▶ [Texto para análise]
>>
Passadas duas décadas e meia, a tal “pílula vermelha” saiu da ficção e virou símbolo de uma realidade ainda mais sombria: a ascensão da machosfera, subcultura que transforma ódio e preconceito em influência digital — e fala diretamente com meninos e adolescentes nas redes sociais.

O filme 'Matrix' faz referência a uma das obras de Jean Baudrillard e aposta em um futuro distópico onde a verdade está oculta da maioria da população(Foto: Divulgação)
Foto: Divulgação O filme 'Matrix' faz referência a uma das obras de Jean Baudrillard e aposta em um futuro distópico onde a verdade está oculta da maioria da população

Disfarçado de autoajuda e rebeldia, esse discurso circula livremente em plataformas como TikTok, X e Discord, moldando comportamentos e naturalizando a violência. Em 2025, a série britânica Adolescência acendeu o alerta e O POVO+ mergulhou por 15 dias nos algoritmos para entender como essa rede de ideias se espalha — e por que ela é tão atraente para os mais jovens. 

 

 

Na superfície da internet, um discurso profundamente masculinista

É preciso dizer de antemão: o conteúdo encontrado pelo O POVO+ não está em chans "postagens em grupos anônimos"  nem em sites da dark web. Ao contrário, é absolutamente popular, amplamente disseminado e está remodelando silenciosamente como milhões de pessoas - especialmente os últimos representantes da geração Z - percebem a masculinidade.

Enquanto para os adeptos, a ideologia promove conhecimentos valiosos necessários para navegar na sociedade moderna, os críticos consideram que é uma das maiores ameaças ao progresso dos direitos das mulheres e, por extensão, dos direitos humanos.

Nas redes sociais, o pensamento aparece, de início, de forma sutil, e vai gradualmente escalonando até chegar a níveis crassos de misoginia.

Na ilustração de Carlus Campos, vemos uma mulher de frente a um laptop que irradia uma cor vermelha em direção ao seu rosto, simbolizando a violência que começa na internet e se materializa no mundo real (Foto: Ilustração: Carlus Campos)
<<
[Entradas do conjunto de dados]
>>
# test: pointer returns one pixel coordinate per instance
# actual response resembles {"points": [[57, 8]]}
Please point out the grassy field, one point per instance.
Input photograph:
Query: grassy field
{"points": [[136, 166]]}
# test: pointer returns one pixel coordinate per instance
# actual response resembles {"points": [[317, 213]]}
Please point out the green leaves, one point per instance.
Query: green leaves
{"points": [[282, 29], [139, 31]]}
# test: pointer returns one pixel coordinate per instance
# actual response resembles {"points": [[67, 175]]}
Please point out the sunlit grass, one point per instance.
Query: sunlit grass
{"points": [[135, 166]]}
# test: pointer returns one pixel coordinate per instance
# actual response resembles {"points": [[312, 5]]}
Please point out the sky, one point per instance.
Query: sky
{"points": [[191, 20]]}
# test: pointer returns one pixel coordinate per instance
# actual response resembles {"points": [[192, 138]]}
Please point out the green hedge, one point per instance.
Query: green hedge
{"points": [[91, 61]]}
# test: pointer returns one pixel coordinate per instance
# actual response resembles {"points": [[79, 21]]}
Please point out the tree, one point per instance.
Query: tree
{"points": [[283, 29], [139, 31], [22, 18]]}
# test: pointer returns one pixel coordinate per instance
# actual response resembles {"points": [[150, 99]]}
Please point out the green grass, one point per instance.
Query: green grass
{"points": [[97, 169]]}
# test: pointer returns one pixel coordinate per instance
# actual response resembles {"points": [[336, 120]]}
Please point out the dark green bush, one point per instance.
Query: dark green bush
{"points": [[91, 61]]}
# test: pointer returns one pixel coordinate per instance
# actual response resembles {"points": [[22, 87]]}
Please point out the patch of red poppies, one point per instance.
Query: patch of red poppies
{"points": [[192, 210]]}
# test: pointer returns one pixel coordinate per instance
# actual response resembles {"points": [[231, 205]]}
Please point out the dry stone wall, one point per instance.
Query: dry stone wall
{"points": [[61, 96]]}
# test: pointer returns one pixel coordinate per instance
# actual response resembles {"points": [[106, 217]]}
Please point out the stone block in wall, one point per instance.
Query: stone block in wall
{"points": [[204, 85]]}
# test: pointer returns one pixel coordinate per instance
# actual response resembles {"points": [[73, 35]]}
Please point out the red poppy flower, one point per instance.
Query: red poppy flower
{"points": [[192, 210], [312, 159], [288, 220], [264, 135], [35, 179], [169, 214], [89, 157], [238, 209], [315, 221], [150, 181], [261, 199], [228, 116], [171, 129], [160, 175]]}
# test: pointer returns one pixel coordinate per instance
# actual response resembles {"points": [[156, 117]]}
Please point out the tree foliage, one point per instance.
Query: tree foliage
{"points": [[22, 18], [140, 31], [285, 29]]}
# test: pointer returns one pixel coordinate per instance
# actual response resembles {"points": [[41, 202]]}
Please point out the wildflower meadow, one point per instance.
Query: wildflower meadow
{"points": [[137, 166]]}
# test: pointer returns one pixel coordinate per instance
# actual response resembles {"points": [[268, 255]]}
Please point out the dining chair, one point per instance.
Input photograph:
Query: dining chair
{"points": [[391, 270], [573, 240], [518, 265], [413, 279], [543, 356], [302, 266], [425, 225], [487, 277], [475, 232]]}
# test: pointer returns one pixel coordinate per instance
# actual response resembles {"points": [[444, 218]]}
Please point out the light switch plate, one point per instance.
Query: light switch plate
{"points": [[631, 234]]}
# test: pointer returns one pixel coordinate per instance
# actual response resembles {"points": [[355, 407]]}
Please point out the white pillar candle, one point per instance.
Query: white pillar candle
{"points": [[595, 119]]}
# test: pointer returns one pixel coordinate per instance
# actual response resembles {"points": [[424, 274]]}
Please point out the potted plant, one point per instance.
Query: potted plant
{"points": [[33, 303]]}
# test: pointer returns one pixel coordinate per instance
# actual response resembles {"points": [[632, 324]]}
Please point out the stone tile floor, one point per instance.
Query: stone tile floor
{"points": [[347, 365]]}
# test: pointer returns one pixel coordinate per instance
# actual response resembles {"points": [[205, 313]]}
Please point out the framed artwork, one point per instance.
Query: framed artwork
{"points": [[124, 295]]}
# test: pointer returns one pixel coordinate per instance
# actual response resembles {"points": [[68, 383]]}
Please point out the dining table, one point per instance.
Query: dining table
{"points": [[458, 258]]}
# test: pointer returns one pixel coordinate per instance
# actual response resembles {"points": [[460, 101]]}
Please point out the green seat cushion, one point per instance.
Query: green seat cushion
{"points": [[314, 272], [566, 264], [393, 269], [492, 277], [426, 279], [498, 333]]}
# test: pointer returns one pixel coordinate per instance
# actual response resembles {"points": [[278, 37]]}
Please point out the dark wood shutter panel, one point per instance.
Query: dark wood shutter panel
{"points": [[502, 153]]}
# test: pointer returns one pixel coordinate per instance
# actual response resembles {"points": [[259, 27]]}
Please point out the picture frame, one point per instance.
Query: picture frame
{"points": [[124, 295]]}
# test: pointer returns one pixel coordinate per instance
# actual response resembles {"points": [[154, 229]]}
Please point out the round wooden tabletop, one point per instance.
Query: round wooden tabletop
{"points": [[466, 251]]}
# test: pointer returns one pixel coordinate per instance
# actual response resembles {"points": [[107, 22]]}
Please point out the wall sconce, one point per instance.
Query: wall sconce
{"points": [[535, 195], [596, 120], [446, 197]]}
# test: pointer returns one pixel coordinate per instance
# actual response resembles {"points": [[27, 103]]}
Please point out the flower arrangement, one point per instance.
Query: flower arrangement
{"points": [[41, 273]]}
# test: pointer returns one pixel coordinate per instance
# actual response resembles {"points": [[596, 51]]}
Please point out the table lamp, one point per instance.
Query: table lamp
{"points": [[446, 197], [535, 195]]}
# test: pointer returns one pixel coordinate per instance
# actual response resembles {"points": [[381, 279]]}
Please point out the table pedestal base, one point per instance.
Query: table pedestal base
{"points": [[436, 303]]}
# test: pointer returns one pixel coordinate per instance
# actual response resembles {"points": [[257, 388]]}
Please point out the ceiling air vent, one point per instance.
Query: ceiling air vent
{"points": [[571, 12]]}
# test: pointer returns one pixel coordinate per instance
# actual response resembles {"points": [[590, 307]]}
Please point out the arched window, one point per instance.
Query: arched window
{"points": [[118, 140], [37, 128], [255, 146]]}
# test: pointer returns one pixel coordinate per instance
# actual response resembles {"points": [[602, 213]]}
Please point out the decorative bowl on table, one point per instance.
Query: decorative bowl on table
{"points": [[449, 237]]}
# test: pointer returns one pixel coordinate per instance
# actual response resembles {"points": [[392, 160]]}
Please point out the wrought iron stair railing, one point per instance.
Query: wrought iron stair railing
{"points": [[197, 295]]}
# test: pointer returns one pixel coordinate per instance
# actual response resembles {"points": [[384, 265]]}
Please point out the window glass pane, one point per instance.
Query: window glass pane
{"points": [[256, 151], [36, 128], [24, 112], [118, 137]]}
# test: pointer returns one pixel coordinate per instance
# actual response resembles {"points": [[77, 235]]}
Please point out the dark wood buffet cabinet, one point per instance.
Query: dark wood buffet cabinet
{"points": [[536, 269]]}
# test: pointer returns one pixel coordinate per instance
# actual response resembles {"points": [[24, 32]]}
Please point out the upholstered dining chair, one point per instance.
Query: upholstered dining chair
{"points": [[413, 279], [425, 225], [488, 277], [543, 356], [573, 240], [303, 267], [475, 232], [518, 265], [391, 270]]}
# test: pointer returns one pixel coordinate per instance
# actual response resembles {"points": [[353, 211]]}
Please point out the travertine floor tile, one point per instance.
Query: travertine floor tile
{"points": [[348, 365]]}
<<
▶ [Instruções]
1 – Indique se cada afirmação concorda com o texto sobre a machosfera e responda sim ou não, citando literalmente as palavras do texto que decidem a questão: (a) o conteúdo encontrado pelo O POVO+ estava em sites da dark web; (b) O POVO+ passou 15 dias investigando os algoritmos; (c) nas redes sociais, o pensamento aparece desde o início como misoginia explícita.
2 – Dê continuidade ao texto sobre a machosfera, partindo do ponto em que ele termina.
Os dados formam um material à parte, sem relação com o texto.

▶ [Respostas por tarefa]
1 –
(a) Não: "nem em sites da dark web".
(b) Sim: "O POVO+ mergulhou por 15 dias nos algoritmos".
(c) Não: "o pensamento aparece, de início, de forma sutil".

2 –
Foto: Ilustração: Carlus Campos Na ilustração de Carlus Campos, vemos uma mulher de frente a um laptop que irradia uma cor vermelha em direção ao seu rosto, simbolizando a violência que começa na internet e se materializa no mundo real

Foi por meio de Enzo RD, o perfil modelo criado pelo O POVO+ no TikTok e no X que analisamos como o uso não supervisionado das redes sociais pode influenciar o pensamento de crianças e jovens.

A conta fictícia representa um adolescente nascido em 2009, que ao longo de 15 dias, teve a “for you page” bombardeada por conteúdos que vão desde desinformação até discurso de ódio.

Outros vídeos de caráter político, em apoio ao ex-presidente Bolsonaro e pronunciamentos do deputado federal Nikolas Ferreira também apareceram, inclusive nos primeiros minutos de uso das plataformas.

Um dos perfis mais populares é o do deputado federal Nikolas Ferreira (PL-MG), que soma 7,8 milhões de seguidores somente no TikTok. Na imagem, Nikolas aparece na tribuna na Câmara Federal usando uma peruca longa e loira, ocasião em que atacou a presença de pessoas transgênero no Congresso(Foto: Pablo Valadares/Câmara dos Deputados)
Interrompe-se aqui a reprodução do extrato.